Please give back word for word the lines of the material below between the line containing "negative clicks: (344, 276) (338, 271)" and the line containing "263L365 265L366 257H349L348", inclusive.

[RECORDS TO USE — start]

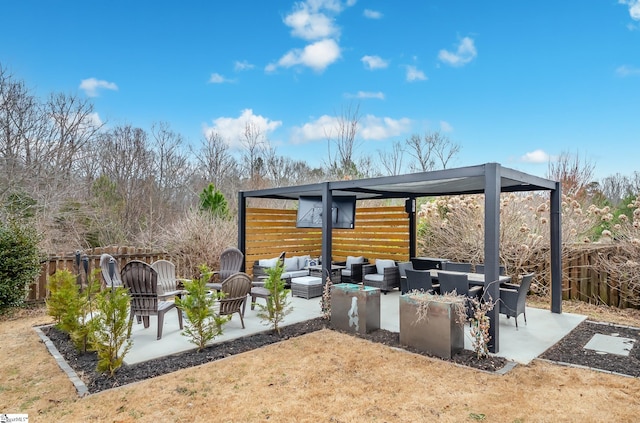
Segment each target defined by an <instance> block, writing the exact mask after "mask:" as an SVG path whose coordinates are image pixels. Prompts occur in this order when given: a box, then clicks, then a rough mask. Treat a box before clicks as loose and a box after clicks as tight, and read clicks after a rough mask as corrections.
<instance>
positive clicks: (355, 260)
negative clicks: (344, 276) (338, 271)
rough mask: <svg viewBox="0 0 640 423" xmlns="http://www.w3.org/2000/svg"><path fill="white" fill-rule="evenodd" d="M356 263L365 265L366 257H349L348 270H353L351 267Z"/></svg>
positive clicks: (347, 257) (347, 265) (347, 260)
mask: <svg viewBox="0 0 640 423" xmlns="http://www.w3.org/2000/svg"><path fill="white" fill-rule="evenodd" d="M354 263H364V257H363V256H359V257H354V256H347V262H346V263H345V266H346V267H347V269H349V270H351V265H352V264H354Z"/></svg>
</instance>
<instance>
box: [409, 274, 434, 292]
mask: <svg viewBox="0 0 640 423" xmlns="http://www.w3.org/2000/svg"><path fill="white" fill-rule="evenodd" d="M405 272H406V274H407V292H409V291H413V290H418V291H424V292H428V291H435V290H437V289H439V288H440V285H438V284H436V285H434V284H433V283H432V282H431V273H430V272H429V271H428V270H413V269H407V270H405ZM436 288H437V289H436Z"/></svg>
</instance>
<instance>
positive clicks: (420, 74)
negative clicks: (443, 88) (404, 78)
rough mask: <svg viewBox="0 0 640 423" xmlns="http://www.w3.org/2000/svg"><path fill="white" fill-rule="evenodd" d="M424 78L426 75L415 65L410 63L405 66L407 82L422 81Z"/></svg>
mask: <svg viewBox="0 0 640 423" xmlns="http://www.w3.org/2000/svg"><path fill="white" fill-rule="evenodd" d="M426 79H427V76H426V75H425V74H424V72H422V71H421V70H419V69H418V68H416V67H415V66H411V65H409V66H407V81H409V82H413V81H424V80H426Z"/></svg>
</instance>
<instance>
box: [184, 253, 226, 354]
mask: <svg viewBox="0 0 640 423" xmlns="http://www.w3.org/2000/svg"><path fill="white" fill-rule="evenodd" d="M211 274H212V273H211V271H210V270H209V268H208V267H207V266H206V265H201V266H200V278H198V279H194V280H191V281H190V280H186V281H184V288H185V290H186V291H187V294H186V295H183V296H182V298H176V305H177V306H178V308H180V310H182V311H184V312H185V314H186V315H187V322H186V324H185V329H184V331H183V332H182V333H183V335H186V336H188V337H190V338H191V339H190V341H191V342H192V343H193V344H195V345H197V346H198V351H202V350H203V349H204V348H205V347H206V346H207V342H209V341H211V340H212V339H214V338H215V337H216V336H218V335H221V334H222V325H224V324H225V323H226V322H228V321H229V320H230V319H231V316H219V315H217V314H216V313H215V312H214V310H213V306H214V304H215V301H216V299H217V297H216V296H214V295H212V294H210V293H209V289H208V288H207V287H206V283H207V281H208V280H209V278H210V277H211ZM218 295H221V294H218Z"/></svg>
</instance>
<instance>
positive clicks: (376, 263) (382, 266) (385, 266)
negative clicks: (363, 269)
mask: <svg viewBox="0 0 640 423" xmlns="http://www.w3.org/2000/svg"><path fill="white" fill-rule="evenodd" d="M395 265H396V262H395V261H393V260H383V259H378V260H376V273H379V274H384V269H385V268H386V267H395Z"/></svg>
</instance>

[RECORDS TO USE — finish]

§ **OUTPUT BELOW**
negative clicks: (344, 276) (338, 271)
rough mask: <svg viewBox="0 0 640 423" xmlns="http://www.w3.org/2000/svg"><path fill="white" fill-rule="evenodd" d="M356 263L365 265L366 257H349L348 270H353L351 267Z"/></svg>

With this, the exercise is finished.